▸ Set exercise
Copy the material below line for line, changing nothing.

* Begin Record set *

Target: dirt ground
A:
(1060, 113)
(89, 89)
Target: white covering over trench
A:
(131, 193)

* End Record set *

▸ Reply
Target: dirt ground
A:
(1060, 113)
(89, 89)
Target: white covering over trench
A:
(131, 193)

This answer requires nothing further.